* Jobs
A) Please reproduce the part of the passage on student involvement starting at "How can students" and ending at "student affairs page.".
B) Extend the passage on student involvement, continuing from its last sentence.

* Source document

..............................

This added involvement will prove to enrich their experiences, help them attain better grades, and ultimately lead to continued success after graduation. As you embark on your educational career, take some time to think about your interests, goals, and activities and what it would be like to become involved in the University of Texas Arlington.
How can students turn their interests into involvement at their university?
There are many ways for students to turn interests into involvement. Click here to go to the student affairs page.
Students can become involved on campus through EXCEL Campus Activities and with their community through UTA Volunteers. Students are encouraged to celebrate diversity with Multicultural Affairs’ cross-cultural programming activities and events and to empower themselves by joining a culturally based student organization. To promote a healthy lifestyle, utilize the Maverick Activity Center and the multitude of programs offered by Campus Recreation. Students can hone their leadership skills with the Follett Student Leadership Center and take charge of campus policies with campus governance. On a daily basis, stay connected to the university with the award-winning student newspaper, The Shorthorn. By becoming involved, you can enrich your life and gain career experience. This added involvement will prove to develop dynamic personal skills, marketable career experiences, and lifelong friendships.

..............................

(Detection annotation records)

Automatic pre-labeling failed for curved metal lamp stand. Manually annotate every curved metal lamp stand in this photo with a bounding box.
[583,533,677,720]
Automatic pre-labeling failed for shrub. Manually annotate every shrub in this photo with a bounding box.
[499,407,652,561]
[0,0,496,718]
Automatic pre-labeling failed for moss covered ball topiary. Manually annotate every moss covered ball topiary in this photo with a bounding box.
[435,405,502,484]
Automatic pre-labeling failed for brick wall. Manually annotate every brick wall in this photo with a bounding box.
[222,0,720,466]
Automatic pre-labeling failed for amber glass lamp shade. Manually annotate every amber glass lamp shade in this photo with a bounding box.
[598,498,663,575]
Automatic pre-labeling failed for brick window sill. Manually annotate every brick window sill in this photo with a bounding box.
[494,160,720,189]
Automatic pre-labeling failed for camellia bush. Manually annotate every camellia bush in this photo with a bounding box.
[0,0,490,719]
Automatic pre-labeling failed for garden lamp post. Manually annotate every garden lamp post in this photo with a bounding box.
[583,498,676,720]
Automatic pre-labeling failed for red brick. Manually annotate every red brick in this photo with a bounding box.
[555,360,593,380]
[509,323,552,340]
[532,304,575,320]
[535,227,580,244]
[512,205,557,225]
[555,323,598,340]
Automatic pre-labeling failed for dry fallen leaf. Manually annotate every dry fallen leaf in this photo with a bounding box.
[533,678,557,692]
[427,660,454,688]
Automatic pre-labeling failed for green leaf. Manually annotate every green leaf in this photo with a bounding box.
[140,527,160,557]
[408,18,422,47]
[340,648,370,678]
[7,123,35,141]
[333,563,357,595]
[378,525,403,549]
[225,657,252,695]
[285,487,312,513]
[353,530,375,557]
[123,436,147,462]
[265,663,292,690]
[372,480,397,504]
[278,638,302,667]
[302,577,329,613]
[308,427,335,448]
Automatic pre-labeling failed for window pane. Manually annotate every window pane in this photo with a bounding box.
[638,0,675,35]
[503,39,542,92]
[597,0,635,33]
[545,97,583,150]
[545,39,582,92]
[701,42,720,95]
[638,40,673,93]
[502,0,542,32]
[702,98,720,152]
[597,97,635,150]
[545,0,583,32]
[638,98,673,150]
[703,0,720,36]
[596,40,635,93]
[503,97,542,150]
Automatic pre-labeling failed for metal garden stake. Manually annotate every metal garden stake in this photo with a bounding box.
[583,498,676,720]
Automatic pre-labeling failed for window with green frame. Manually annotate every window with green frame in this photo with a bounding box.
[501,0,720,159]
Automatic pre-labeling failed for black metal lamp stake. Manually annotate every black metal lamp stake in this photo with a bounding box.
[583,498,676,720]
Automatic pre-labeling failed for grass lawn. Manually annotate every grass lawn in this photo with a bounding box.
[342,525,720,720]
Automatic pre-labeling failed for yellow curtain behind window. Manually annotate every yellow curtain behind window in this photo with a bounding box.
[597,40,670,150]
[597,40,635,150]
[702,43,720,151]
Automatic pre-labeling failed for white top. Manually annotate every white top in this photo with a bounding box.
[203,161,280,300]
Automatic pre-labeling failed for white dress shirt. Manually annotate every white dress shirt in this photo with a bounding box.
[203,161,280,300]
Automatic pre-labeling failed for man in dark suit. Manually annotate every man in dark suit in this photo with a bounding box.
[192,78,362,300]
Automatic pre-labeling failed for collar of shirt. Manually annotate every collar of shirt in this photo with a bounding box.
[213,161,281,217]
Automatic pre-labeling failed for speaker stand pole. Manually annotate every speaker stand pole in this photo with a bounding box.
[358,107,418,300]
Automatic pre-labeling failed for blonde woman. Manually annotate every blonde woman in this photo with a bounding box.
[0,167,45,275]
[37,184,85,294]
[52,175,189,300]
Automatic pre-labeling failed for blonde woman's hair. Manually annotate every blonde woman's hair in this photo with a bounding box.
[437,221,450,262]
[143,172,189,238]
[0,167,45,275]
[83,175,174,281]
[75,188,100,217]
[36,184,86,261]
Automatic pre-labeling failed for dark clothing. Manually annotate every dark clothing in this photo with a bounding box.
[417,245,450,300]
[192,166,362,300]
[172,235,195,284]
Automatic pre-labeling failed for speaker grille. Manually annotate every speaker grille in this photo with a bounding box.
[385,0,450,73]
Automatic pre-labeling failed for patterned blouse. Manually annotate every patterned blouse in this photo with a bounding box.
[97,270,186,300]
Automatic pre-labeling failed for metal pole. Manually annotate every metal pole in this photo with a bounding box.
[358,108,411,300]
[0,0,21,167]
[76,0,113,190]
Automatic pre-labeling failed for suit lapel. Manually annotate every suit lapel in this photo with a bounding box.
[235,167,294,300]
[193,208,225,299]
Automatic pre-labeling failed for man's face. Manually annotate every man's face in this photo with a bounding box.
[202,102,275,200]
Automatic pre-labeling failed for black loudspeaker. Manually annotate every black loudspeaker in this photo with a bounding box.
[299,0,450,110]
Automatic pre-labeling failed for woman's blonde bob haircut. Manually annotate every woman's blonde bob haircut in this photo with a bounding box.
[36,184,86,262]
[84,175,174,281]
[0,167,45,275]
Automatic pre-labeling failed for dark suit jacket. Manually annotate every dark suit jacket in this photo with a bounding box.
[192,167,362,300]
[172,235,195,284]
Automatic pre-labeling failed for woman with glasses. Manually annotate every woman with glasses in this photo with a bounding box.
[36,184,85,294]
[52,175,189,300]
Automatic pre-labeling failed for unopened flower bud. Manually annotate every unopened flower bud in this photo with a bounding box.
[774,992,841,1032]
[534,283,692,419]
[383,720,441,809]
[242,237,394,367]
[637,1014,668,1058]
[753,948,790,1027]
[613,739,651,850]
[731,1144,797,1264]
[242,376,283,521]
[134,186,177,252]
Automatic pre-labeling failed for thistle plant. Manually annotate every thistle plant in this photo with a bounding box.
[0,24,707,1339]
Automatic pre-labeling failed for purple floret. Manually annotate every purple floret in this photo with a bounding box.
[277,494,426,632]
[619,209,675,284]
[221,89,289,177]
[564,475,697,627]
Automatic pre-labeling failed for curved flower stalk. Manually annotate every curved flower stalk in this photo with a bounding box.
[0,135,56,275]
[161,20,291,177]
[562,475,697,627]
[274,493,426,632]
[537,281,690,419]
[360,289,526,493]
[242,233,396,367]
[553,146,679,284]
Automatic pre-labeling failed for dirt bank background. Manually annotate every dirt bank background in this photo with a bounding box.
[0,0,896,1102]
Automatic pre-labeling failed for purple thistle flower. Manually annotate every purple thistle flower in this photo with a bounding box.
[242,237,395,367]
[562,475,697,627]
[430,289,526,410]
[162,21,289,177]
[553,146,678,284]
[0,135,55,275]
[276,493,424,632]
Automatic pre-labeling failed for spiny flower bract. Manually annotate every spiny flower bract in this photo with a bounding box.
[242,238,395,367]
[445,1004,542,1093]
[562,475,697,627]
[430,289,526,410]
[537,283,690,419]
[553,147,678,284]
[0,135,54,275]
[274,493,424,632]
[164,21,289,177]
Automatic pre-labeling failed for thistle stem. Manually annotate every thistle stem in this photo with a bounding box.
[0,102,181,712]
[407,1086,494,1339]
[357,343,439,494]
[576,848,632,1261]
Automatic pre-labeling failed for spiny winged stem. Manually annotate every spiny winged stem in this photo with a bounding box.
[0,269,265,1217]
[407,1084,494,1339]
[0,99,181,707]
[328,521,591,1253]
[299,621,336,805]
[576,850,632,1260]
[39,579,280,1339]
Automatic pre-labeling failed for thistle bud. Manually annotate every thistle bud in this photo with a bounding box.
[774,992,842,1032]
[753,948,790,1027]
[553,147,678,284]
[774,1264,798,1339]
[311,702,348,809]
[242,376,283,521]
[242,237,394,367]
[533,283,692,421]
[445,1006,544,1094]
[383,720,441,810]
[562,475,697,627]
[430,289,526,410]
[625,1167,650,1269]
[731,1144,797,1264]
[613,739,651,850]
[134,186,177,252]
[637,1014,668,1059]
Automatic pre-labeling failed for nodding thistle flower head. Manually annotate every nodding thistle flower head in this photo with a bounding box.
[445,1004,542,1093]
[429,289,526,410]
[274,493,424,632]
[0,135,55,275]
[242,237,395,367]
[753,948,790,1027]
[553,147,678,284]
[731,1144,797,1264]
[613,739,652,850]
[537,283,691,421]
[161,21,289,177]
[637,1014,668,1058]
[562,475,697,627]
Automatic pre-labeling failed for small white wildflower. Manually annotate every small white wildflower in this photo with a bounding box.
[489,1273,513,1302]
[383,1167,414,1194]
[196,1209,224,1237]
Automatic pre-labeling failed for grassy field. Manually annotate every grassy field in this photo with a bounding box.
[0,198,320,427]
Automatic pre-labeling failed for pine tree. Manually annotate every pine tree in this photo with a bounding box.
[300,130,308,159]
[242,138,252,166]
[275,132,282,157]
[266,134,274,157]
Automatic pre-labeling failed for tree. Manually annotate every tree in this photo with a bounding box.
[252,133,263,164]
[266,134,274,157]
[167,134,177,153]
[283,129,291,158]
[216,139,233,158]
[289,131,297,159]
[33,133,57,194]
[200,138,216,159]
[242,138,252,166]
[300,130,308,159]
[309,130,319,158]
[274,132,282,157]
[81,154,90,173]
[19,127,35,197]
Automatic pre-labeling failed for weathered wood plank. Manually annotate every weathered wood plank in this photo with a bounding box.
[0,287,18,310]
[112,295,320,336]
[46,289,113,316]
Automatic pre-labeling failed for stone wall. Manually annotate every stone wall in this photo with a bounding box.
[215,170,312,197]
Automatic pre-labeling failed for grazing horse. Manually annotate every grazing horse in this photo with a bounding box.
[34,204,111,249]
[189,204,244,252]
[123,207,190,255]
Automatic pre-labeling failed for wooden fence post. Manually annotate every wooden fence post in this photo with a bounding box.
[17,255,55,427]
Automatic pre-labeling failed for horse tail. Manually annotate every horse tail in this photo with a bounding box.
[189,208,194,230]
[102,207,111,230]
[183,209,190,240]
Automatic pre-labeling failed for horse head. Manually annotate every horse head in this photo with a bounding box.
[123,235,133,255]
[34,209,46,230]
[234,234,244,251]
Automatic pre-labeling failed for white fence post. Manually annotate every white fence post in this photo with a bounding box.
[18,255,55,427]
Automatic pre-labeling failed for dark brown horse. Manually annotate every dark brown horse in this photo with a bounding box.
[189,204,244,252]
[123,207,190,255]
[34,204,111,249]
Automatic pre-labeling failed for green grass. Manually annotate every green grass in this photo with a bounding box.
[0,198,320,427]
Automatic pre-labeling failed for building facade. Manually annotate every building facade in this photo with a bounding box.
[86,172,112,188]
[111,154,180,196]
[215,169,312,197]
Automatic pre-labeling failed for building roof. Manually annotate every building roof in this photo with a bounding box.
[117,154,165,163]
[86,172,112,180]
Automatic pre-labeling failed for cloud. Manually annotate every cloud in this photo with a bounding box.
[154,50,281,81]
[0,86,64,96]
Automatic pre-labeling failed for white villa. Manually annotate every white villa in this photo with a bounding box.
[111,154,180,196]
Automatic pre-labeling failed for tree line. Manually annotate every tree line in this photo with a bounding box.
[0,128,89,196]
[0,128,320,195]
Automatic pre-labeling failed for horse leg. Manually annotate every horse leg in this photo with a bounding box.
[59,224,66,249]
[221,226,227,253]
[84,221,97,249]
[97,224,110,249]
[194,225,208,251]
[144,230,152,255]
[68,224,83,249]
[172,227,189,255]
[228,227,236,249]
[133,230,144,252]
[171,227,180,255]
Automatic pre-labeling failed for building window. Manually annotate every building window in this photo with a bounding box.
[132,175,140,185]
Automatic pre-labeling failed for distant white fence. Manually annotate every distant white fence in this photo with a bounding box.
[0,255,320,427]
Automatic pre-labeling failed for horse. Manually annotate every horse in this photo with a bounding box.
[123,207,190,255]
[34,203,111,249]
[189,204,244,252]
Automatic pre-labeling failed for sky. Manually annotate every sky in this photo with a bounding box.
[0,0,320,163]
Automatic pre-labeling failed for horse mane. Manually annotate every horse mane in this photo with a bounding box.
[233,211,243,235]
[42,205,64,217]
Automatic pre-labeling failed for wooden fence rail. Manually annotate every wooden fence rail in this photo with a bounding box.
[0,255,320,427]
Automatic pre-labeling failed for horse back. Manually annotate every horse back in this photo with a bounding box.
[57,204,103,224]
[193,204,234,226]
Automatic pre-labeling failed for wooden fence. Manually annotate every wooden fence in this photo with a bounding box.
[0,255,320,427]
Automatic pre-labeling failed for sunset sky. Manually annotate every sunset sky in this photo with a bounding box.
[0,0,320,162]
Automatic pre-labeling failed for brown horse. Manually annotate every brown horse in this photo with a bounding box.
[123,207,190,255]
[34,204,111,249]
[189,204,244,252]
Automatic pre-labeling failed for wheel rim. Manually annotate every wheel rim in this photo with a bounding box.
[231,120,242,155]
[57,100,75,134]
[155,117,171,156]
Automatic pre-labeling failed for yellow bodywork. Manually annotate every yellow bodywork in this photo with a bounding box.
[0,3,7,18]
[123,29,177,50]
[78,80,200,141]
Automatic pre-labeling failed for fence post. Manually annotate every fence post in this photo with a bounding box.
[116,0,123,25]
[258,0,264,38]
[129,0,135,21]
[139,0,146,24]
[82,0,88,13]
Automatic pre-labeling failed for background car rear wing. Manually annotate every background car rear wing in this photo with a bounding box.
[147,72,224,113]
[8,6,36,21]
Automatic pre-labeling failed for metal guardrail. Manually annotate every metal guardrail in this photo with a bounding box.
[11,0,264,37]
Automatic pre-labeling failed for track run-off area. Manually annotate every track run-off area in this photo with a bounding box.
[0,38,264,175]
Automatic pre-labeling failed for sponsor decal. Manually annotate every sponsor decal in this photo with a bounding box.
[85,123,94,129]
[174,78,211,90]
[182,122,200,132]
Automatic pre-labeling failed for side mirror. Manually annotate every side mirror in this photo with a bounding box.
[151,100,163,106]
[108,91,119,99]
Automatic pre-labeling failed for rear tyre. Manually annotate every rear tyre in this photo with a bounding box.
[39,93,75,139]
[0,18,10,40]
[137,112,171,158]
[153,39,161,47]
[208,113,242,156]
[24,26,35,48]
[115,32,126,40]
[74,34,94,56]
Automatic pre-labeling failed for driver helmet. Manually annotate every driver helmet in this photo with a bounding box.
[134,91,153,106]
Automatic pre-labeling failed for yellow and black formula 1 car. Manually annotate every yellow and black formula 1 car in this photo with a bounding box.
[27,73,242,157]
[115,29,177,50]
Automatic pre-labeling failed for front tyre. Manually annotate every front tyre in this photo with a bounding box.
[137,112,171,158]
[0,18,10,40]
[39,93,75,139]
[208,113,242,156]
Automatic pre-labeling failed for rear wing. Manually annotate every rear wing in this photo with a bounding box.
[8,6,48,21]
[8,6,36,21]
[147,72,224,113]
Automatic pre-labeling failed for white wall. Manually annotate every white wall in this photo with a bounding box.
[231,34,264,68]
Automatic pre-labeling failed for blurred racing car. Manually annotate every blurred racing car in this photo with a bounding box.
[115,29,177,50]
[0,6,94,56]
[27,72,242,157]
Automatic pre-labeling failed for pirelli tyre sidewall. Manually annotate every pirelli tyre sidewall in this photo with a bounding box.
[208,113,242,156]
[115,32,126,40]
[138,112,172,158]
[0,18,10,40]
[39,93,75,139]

..............................

* Answer set
A)
How can students turn their interests into involvement at their university?
There are many ways for students to turn interests into involvement. Click here to go to the student affairs page.

B)
Numerous national and university-wide studies show that students are able to retain more academic information and obtain a more robust and ultimately successful learning experience by becoming involved. Astin’s I-E-O Model (1970, 1984, 1985, 1991) is divided up into three sections: inputs, environment, and outputs (see Figure 3-2). The inputs include the student’s personal qualities, such as educational background, life goals, and reasons for attending college. The environment refers to the actual experiences during the educational program (Astin, 1993). These include programs, teaching styles, staff, friends, roommates, co-curricular activities, and organizational affiliations. Outputs refer to the “talents” the faculty and staff are trying to develop in the educational programs (Astin, 1993). These output variables include consequences or end results, grade point averages, exam scores, degree completion, and overall course satisfaction.
Astin collected data on 24,847 students at 309 different institutions and determined the influences of a host of institutional characteristics on the students’ college experiences. A few of the results from his findings show that the quality of the college experience is strongly affected by student-faculty interactions. The frequency with which students talk with professors outside class, work with them on research projects, assist them in teaching, and visit their homes, correlates with student grade-point average, degree attainment, enrollment in graduate or professional school, every self-reported area of intellectual and personal growth, and satisfaction with quality of instruction (1993). Students learn more the more they are involved in both the academic and social aspects of the collegiate experience. Students who are involved devote significant energy to academics, spend time on campus, participate actively in student organizations and activities, and interact often with faculty. On the other hand, uninvolved students neglect their studies, spend little time on campus, abstain from extracurricular activities, and rarely initiate contact with faculty or other students (Astin, 1984). Astin’s model shows that the positive connection between students and their peers, faculty, staff, and environment, ultimately leads to successful outputs, or end points, including final grades and their eventual graduation.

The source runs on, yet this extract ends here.